6月30日に開催された特定施設事業者連絡協議会の平成22年度第1回定例研究会。後半の講演者は医療機器を装着した利用者を受け入れる介護付有料老人ホームを経営している株式会社誠心代表取締役社長、吉松泰子氏が登壇した。吉松氏は20年看護師として福岡県内の病院に勤務した後、自ら介護付有料老人ホームや在宅ホスピスを積極的に行う介護共同住宅を設立した。
吉松氏は「医療・特定施設との連携〜特定施設での終末医療」をテーマに講演を行ったが、その根本理念は先に講演した橋本氏同様、「特定施設での医療は、あくまで生活援助の一環としての医療」だと語った。なかでも、ターミナル期にある方の医療は、死を寿命として捉え、寿命を全うするための医療の提供が必要だとした。

§ 記録データ

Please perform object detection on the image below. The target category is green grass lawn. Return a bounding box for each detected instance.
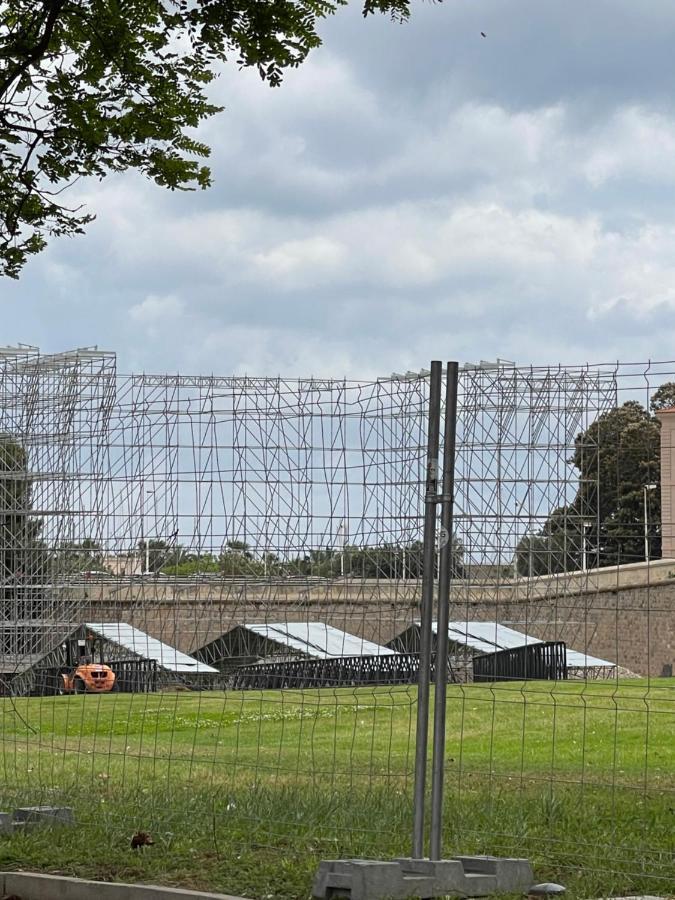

§ 課題の構成
- a) 本文のうち、「6月30日に開催された特定施」から始まり「の医療の提供が必要だとした。」で終わる部分を抜き出してください。
- b) 本文を2文で要約するとどうなりますか？

§ 番号別解答
- a)
6月30日に開催された特定施設事業者連絡協議会の平成22年度第1回定例研究会。後半の講演者は医療機器を装着した利用者を受け入れる介護付有料老人ホームを経営している株式会社誠心代表取締役社長、吉松泰子氏が登壇した。吉松氏は20年看護師として福岡県内の病院に勤務した後、自ら介護付有料老人ホームや在宅ホスピスを積極的に行う介護共同住宅を設立した。
吉松氏は「医療・特定施設との連携〜特定施設での終末医療」をテーマに講演を行ったが、その根本理念は先に講演した橋本氏同様、「特定施設での医療は、あくまで生活援助の一環としての医療」だと語った。なかでも、ターミナル期にある方の医療は、死を寿命として捉え、寿命を全うするための医療の提供が必要だとした。

- b) 特定施設事業者連絡協議会の定例研究会で、看護師として20年病院に勤務した後に介護付有料老人ホームなどを設立した株式会社誠心代表取締役社長の吉松泰子氏が講演した。吉松氏は、特定施設での医療はあくまで生活援助の一環であり、ターミナル期の方には死を寿命として捉え、寿命を全うするための医療の提供が必要だと語った。